I remember sitting on my bicycle. It is a bright summer’s day at the park near home. The trees rustle with a light breeze. I ride over the short-cut green grass trailing in the tracks of my father and my brother and my sister. My mother lays out a picnic, watching us. My bike is bright pink with pom pom streamers that hang from the handles. A small basket sits in front of me, carrying my favourite bear. I am wearing a Winnie the Pooh helmet. The training wheels titter as they spin. I am the happiest little girl.


We walk up the steps to the playground following the well-worn path to where two swings dangle. My brother and sister hop on, swinging back and forth, gaining momentum to reach the highest branch they can. I still need my dad to help push me. I am starting school soon. It’s near to here. I can see it when I peer through the trees. I wonder what it will be like.


Two years have passed. My dad tells me I am ready to take off my training wheels, but I feel like they are a part of me - I can rely on them to keep me safe and balanced. They are gone the next weekend. I push forward and my feet begin to move. I pedal faster across the park. I am in control. My hair trails behind me and my smiling teeth get cold from the wind, but I keep going.

§ **Dataset excerpts**

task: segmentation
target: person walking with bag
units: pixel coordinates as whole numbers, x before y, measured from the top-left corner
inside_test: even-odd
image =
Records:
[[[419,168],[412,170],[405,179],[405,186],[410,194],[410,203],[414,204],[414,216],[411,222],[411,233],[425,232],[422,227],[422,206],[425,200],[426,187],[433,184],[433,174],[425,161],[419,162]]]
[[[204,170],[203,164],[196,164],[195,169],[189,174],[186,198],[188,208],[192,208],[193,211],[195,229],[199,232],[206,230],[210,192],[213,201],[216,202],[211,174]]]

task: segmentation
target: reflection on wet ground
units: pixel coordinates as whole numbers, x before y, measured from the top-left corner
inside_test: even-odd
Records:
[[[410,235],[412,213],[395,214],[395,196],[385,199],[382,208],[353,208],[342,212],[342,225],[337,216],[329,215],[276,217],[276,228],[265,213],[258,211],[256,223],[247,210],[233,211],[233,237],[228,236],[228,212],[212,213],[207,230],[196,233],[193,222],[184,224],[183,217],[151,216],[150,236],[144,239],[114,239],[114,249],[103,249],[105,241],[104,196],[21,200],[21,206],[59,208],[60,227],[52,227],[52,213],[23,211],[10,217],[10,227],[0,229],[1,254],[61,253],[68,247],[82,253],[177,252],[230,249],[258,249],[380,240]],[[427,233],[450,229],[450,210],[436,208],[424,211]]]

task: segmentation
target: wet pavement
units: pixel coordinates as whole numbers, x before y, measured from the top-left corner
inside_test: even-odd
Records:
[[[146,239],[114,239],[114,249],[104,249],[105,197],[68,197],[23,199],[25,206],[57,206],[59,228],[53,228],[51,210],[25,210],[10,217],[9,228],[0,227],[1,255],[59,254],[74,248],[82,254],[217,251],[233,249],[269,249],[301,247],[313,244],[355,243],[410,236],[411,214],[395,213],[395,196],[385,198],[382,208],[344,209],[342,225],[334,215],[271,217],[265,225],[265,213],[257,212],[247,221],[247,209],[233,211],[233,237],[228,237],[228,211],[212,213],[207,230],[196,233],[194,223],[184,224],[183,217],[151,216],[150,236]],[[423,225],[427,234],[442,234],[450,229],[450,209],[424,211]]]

§ **Problem set**
1. From the bicycle passage, copy word for word everything from "We walk up the" down to "will be like.".
2. Answer these questions using the bicycle passage.
(a) What color is the bike?
(b) At the swings, what does the narrator still need from the father?
(c) How much time passes before the training wheels are taken off?
3. Write what comes next in the bicycle passage, picking up after its final sentence.

§ **Task responses**
1.
We walk up the steps to the playground following the well-worn path to where two swings dangle. My brother and sister hop on, swinging back and forth, gaining momentum to reach the highest branch they can. I still need my dad to help push me. I am starting school soon. It’s near to here. I can see it when I peer through the trees. I wonder what it will be like.

2.
(a) Bright pink.
(b) Help pushing the swing.
(c) Two years.

3.
There’s five more minutes until the bell. I’m in English, learning about adjectives. With my friend, we bike together to the playground. We get to be by ourselves. On the swing, I touch a branch with the tips of my toes. I have grown. This park is my favourite place. I swing and think about all the adjectives I can give it: peaceful, pleasant, pretty…


Time flies by and I’m in year 6. I’m told the news that we’re moving house. I explore the new suburb, only to see schools, shops, and stylish houses. No park. The closest one is the Auckland Domain. And it has no playground. I don’t have my bike and there are so many people roaming the paths. I see a big white building in the distance, surrounded by grass, pillars and lots of parked cars. On the grass there are Pohutukawa trees twisted in their own ways. Nature is weirdly wonderful. I climb across one of the trunks, shaped like a rainbow then continue walking, to discover the Museum and Winter Garden. I examine all the historical artefacts from foreign places inside the museum, while learning new things. Inside the Tropical House, the warm air wraps gently around the lush foliage. Each flower, each petal is filled with such beauty and delicacy. My eyes follow the goldfish, darting from one point to another in the sunken pond. They are also so strange, but wondrous.


The Domain is so big it also holds the Chinese Lantern Festival every year. I go with my parents and see it light up with a vibrant glow, the vivid colours of my mother’s Chinese culture exploding like the firecrackers that will follow. I love the Dragon that represents strength and the calligraphers who trace lifelines in fine black inks on rice paper.


I no longer need the speed of my bicycle, but when I close my eyes, I again feel the wind against my face, blowing through my hair. My wheels have stabilised me, growing up, but I don’t use my bike to take me places anymore. I use my shoes and feet to guide me. I can walk to school so close, I can walk to the train station to go to church, I can walk through the suburbs and see the colours of my community.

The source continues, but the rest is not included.